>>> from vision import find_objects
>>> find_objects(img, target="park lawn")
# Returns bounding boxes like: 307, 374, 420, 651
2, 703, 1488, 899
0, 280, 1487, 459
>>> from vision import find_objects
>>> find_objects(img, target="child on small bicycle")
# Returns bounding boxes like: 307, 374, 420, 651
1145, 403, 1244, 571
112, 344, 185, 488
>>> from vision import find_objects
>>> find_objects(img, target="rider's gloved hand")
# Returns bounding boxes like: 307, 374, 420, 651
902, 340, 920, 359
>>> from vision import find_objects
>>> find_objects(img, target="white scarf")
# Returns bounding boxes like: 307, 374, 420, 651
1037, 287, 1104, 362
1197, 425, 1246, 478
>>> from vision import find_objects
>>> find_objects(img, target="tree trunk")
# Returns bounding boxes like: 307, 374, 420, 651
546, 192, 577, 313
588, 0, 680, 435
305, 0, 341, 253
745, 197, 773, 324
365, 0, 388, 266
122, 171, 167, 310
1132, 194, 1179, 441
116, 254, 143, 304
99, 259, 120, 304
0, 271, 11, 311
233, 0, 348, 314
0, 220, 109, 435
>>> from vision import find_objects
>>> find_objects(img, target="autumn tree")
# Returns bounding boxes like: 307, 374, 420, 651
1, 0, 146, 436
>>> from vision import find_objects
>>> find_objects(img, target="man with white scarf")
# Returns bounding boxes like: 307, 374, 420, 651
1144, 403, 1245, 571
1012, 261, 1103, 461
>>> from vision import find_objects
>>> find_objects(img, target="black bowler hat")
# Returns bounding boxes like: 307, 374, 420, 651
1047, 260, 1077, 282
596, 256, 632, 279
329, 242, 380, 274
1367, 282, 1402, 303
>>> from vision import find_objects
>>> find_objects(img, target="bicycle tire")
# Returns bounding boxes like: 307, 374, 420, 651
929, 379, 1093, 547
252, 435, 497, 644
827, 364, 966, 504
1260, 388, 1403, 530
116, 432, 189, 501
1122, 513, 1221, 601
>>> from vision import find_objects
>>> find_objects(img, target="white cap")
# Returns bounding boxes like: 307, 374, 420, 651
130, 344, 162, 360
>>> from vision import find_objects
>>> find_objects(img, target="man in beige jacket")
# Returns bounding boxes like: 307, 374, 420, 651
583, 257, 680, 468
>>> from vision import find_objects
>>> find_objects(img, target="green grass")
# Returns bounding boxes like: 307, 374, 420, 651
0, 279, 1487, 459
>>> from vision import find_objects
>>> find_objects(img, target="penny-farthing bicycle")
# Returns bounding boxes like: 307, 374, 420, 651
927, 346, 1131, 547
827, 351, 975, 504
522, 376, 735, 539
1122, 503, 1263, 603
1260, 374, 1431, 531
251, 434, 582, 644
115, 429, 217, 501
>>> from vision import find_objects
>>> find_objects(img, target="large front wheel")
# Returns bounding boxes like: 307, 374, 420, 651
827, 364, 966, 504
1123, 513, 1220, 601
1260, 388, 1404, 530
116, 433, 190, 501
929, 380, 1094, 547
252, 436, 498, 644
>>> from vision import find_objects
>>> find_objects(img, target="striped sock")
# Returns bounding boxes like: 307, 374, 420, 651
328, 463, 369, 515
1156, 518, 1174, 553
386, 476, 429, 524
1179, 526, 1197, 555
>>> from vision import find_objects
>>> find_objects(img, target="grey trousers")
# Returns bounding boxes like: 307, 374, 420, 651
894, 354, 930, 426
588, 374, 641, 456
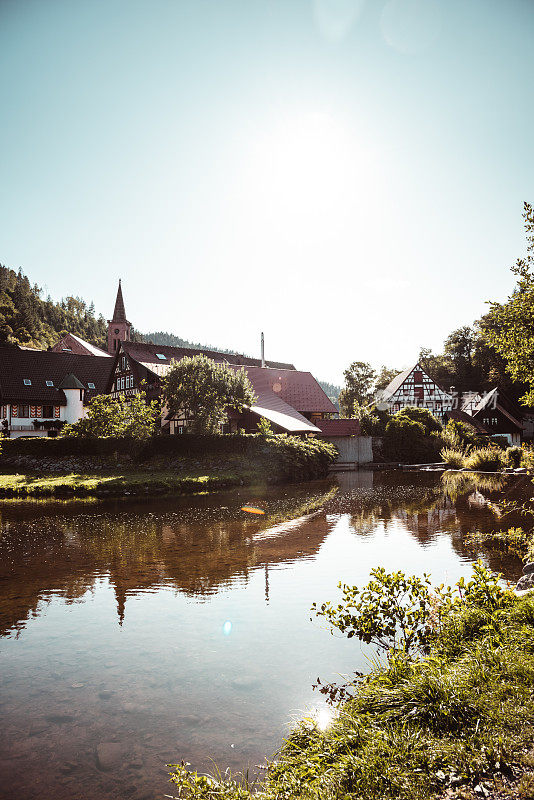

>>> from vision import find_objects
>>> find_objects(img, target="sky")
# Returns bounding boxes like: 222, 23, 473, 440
1, 0, 533, 385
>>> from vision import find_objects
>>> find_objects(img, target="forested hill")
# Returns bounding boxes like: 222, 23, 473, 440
0, 265, 107, 349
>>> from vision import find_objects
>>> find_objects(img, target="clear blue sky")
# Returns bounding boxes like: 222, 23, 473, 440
1, 0, 533, 384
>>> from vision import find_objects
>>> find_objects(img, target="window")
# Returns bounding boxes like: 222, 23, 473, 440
156, 353, 166, 360
43, 405, 53, 418
122, 357, 127, 370
23, 379, 31, 386
46, 380, 53, 387
20, 405, 30, 418
87, 382, 95, 389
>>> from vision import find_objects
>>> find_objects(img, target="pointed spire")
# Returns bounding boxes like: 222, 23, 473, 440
112, 279, 127, 323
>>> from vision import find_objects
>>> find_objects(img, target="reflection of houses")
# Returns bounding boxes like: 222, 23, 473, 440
0, 347, 114, 438
377, 363, 453, 421
0, 493, 336, 632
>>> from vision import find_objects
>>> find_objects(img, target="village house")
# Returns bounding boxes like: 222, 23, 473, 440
99, 282, 343, 435
0, 347, 114, 437
376, 363, 454, 421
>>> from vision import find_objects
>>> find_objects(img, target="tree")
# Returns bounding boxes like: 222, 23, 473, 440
374, 365, 399, 392
62, 392, 159, 438
162, 354, 256, 434
338, 361, 376, 417
483, 203, 534, 405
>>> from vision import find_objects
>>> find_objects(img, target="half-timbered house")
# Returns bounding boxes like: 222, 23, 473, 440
377, 363, 454, 421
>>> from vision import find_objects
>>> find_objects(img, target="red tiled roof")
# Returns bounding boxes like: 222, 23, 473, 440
235, 366, 337, 415
314, 418, 360, 437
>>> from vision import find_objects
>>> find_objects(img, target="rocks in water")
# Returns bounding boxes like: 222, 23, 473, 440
95, 741, 125, 772
516, 572, 534, 592
523, 563, 534, 575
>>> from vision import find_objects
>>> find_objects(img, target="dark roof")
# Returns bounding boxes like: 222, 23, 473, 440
0, 346, 114, 405
58, 373, 85, 390
444, 409, 489, 434
120, 340, 296, 371
110, 280, 129, 323
314, 418, 360, 437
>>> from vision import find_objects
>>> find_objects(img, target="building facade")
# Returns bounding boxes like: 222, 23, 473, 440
377, 363, 454, 421
0, 348, 114, 437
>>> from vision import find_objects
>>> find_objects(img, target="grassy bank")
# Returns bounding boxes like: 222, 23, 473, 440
0, 468, 251, 497
0, 433, 338, 497
169, 573, 534, 800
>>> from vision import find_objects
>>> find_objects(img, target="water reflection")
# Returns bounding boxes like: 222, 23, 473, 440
0, 470, 532, 800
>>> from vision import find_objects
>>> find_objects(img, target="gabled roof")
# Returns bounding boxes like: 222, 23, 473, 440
120, 340, 296, 371
379, 362, 452, 400
67, 334, 111, 357
444, 409, 490, 434
227, 365, 337, 415
0, 347, 114, 405
379, 366, 414, 399
473, 388, 524, 431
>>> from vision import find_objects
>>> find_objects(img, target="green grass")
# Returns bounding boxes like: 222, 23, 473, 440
168, 592, 534, 800
0, 469, 251, 497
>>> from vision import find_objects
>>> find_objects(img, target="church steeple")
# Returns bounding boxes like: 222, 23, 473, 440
112, 279, 127, 322
107, 280, 132, 354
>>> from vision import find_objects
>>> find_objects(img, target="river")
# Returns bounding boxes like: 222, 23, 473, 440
0, 469, 529, 799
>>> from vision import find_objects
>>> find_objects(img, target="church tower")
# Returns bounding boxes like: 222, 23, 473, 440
107, 280, 132, 354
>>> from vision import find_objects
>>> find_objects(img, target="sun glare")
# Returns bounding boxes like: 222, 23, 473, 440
240, 111, 373, 228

----

Task goal:
Show the lines of the entries that include the string "reflection", copying each in full.

Exercise output:
>>> find_objects(img, target="reflection of houses")
>>> find_objects(img, target="water reflection")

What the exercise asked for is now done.